Page excerpt
=== Section Start ===

Electric cars are destroying our environment
The recipe for perpetual ignorance is: be satisfied with your opinions and content with your knowledge.
Elbert Hubbard
The Problem
One of the newest fads in automotive design has been the all-electric vehicle. You might have seen billboards for the electric RAV4, or perhaps you've heard about Honda's newest electric car? Either way, you know the marketing scheme. Save the enviornment, buy electric. Protect the earth from the horrors of fossil fuels.
Now, I'll admit, the concept of electric cars is a neat one, but not for its environmental implications. Electric cars have a number of advantages over standard gasoline vehicles:
- Potential to support more advanced electornic equipment. Current gasoline engines are a terribly unreliable source of power, requiring car devices to be specially engineered and (therefore) very expensive.
- Being switched to electric vehicles will be great when our oil supply finally does run out. You know, in 1979...I mean 1989....I mean 1999...you get the idea.
- Reducing oil consumption reduces our economic dependency on the Middle East, and reduces the likelihood of re-electing war-mongering idiots based on such dependencies.
So, if any of those reasons were what you were thinking about when considering an electric car purchase, read no further! I support you 100%. But for those of you thinking that you were doing mother nature a favor, read on.
Electricity Sources
At the root of the problem is the source of your electricity. According to the most recent publication by the US Department of Energy, it comes from:
| Fossil Fuels | 81.218% |
|---|---|
| Nuclear Power | 11.201% |
| Hydroelectric | 03.100% |
| Solar and Wind | 00.172% |
| Other Sources | 04.314% |
So, ignoring little details like uranium waste, "clean" energy sources only make up 18.8% of the electricity produced in the US. Sure, the pollution from the other 81.2% is being produced somewhere you can't see it, so maybe its okay.

=== Section End ===

Study questions
[A] According to the electric-car essay, what percentage of US electricity comes from nuclear power?
[B] Write the next part of the electric-car essay, picking up after its final sentence.
The dataset excerpts are a separate listing with no connection to the electric-car essay.

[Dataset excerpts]
=== Section Start ===

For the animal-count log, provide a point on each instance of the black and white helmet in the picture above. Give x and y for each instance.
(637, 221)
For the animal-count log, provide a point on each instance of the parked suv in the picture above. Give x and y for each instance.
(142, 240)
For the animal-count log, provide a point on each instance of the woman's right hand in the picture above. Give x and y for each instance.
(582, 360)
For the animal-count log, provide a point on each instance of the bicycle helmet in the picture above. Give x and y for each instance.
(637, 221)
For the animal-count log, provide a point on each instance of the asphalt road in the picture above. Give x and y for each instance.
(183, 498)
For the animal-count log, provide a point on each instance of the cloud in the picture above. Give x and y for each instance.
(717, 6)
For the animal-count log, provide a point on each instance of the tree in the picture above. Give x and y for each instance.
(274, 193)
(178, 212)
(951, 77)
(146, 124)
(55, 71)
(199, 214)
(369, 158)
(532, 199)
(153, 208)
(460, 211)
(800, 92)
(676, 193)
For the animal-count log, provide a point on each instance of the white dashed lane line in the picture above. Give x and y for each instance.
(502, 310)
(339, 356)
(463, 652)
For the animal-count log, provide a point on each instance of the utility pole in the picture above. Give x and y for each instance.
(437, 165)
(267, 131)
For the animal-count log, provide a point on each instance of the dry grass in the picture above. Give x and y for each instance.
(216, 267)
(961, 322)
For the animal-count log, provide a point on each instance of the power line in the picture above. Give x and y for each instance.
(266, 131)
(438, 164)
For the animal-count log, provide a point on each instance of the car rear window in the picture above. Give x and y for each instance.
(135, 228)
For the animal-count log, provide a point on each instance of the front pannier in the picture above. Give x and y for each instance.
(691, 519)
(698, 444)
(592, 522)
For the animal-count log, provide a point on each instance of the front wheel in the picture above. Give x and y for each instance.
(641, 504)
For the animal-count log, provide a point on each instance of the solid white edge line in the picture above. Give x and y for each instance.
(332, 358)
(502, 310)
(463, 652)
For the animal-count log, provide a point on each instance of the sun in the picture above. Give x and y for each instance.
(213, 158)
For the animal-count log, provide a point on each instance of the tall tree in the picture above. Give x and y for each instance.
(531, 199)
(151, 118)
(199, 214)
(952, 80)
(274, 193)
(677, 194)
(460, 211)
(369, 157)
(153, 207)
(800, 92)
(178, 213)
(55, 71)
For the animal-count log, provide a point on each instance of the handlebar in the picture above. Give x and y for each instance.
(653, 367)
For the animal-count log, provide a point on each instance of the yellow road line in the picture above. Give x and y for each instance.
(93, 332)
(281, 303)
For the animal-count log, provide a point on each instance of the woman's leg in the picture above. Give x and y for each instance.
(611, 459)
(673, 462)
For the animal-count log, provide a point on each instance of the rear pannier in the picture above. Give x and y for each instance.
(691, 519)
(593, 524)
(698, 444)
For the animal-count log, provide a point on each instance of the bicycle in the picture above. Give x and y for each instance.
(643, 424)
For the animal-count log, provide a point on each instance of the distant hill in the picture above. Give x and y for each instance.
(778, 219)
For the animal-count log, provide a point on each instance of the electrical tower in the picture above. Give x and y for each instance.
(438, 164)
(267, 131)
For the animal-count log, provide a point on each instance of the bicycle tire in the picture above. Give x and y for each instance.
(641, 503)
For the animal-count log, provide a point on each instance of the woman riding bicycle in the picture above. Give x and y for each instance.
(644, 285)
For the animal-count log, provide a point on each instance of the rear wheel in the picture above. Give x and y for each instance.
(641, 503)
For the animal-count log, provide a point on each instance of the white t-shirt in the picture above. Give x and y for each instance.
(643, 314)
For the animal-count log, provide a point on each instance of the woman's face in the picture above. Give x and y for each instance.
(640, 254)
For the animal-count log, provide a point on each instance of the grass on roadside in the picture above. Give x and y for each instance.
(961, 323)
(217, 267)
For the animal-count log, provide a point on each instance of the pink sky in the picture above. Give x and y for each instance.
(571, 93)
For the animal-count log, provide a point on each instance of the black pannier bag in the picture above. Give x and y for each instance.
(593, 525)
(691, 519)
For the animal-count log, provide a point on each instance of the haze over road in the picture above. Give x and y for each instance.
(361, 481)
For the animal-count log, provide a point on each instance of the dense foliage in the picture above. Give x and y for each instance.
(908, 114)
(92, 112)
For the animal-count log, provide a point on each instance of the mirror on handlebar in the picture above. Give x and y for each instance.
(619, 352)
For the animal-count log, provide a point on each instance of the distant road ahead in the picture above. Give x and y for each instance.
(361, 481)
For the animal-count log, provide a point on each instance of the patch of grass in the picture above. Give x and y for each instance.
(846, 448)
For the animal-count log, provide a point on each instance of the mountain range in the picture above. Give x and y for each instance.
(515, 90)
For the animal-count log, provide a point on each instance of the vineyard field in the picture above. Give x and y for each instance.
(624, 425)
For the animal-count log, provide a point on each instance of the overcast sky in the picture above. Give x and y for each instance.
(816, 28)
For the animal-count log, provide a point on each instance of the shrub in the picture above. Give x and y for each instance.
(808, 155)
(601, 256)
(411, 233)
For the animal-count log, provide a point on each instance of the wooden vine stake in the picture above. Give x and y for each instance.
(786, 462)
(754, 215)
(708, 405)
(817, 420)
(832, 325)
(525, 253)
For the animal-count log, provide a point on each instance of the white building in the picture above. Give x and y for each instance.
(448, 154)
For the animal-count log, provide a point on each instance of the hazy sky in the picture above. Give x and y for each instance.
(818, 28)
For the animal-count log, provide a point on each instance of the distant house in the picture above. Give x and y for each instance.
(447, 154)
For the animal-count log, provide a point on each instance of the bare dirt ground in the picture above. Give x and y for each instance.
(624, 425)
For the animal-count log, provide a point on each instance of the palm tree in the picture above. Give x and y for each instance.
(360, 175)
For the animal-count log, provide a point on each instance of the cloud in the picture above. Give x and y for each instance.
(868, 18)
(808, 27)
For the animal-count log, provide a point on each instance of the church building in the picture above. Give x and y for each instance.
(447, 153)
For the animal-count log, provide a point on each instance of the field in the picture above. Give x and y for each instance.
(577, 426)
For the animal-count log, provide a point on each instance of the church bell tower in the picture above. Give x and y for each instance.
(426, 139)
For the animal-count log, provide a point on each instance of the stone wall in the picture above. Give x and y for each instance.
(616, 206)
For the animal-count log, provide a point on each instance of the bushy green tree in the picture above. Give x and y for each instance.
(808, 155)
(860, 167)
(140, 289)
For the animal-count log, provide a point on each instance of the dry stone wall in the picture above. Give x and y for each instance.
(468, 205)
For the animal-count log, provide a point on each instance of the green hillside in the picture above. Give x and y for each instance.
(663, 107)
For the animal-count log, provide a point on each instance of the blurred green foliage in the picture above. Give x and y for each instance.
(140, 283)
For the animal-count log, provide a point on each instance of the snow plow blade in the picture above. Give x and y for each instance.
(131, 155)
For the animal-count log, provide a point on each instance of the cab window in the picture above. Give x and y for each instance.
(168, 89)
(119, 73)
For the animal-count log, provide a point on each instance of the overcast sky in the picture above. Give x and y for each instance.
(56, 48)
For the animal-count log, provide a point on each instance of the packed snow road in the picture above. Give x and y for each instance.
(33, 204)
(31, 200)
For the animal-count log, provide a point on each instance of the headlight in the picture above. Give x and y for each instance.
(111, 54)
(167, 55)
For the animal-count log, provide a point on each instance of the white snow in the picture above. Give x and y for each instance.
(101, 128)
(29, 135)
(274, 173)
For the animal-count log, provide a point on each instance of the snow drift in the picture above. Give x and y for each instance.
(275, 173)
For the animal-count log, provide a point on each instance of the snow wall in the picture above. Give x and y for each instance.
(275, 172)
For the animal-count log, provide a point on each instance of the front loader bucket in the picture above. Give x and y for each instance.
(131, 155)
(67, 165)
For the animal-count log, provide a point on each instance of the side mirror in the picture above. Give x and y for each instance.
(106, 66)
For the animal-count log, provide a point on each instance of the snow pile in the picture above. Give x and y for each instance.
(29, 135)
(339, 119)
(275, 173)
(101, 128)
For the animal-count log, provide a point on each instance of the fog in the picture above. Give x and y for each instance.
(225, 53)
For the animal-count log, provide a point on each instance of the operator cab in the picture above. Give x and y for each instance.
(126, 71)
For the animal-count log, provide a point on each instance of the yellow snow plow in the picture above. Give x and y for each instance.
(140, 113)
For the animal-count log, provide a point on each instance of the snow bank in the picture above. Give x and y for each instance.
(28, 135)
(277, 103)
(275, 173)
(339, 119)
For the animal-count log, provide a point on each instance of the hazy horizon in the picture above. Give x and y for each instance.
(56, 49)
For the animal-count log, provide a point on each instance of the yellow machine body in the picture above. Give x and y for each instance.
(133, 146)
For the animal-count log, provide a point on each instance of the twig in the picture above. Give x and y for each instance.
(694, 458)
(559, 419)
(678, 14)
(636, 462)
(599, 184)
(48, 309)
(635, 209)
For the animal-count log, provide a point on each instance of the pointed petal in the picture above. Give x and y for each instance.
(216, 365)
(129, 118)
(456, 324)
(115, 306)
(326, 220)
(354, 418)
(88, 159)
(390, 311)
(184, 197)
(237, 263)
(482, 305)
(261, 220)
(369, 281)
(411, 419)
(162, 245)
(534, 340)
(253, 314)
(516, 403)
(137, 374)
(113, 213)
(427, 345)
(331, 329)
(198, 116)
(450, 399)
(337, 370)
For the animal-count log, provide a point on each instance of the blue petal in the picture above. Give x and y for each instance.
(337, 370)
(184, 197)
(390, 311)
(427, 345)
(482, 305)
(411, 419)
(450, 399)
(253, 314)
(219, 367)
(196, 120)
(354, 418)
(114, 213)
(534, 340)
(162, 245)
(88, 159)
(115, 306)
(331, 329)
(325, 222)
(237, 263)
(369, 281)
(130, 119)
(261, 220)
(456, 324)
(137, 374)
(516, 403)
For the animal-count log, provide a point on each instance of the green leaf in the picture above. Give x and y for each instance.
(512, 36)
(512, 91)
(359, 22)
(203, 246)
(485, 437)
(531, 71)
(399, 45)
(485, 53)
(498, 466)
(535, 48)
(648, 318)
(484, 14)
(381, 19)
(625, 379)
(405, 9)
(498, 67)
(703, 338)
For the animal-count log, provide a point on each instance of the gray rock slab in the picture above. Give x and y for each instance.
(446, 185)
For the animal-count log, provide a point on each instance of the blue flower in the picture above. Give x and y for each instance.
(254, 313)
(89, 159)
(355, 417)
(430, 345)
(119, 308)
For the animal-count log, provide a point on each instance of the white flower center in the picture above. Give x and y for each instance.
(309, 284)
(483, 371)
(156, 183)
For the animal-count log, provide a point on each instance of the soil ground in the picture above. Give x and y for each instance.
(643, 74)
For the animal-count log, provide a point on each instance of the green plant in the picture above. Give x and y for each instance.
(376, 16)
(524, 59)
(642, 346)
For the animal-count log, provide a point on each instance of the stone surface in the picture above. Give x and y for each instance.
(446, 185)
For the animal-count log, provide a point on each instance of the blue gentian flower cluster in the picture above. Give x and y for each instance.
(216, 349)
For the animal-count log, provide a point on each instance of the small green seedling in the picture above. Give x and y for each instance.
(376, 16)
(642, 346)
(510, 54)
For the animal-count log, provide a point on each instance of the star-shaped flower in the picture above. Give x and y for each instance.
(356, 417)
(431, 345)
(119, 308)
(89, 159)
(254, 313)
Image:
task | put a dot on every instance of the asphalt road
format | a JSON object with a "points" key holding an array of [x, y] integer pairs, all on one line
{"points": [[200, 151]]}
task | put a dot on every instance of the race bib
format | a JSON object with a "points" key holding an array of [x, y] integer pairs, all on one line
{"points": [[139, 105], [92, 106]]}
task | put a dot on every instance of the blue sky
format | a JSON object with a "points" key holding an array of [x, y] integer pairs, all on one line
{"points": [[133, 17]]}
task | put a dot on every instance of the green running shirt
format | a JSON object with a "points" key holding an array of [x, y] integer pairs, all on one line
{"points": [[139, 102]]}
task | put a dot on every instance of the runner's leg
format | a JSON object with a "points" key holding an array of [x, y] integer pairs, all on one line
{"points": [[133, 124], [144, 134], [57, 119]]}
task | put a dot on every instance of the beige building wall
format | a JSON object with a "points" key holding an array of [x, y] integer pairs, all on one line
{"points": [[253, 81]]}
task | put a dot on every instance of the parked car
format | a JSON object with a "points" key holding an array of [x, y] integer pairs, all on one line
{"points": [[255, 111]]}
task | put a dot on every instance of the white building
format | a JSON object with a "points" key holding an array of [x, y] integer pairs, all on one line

=== Section End ===

Answers to the exercises
[A] 11.201%

[B]
The Second Law
The laws of thermodynamics are quite clear when they state that you cannot get energy out of nothing. The second law, in particular, is interesting because it implies that for all natural (irreversible) processes, entropy increases. That means that natural processes are never 100% efficient, and some energy is always lost in the form of heat. Yes, perhaps you took an Intro. Chem. course in college and this is a familiar idea to you. What I'm getting at is that all devices, including your heart, car engines and batteries, lose energy when operating.
Charging and discharging a car's battery are both natrual processes, and both release heat. The best batteries today are about 90% efficient. Charging and then discharing the battery lowers the efficiency to 81%. Then, the electric motor's efficiency must be taken into account (anywhere from 50%-80% efficient, depending on the type of motor). Assuming 80% efficiency, that reduces the overall efficiency of the electric car to 64%.
So, ultimately, 36% of the electric energy put into the car is lost to heat dissipation. Ultimately, you end up wasting a large portion of the energy you thought you were saving. Not only that, but consider the inefficiency of the fossil fuel power plants (~40%) that you use to power your electric vehicle.
If you were naive, you might cry "but gasoline powered cars are much less efficient than electric ones!" To that I reply, take a look at this article, that estimates the efficiency of an electric car to be within 6% of a gasoline powered engine. Also, realize that the author is making an argument for electric fuel cells, and so has taken the lowest possible efficiency for a gasoline powered engine as his reference point. Petrol engines can be anywhere from 20-30% efficient, while diesel engines can be 30-40% efficient.
Encourage Fossil Fuels
Perhaps the most important point to get out of all of this is what will happen when more people switch to electric cars. There hasn't been a new nuclear power plant built since Chernobyl, in the US or elsewhere. Solar and wind plants generate negligible amounts of energy and hydro plants are expensive and limited by location. If more people were to switch to electric cars, the demand for electricity would be filled by--you guessed it--more fossil-fuel plants. That defeats the purpose, doesn't it?
That's All Folks
Next time you see an environmentalist touting their new electric SUV, please, put them in their place with your good-old gasoline powered nature-saving vehicle that happens to go twice as fast and doesn't need to be plugged into a wall socket at night.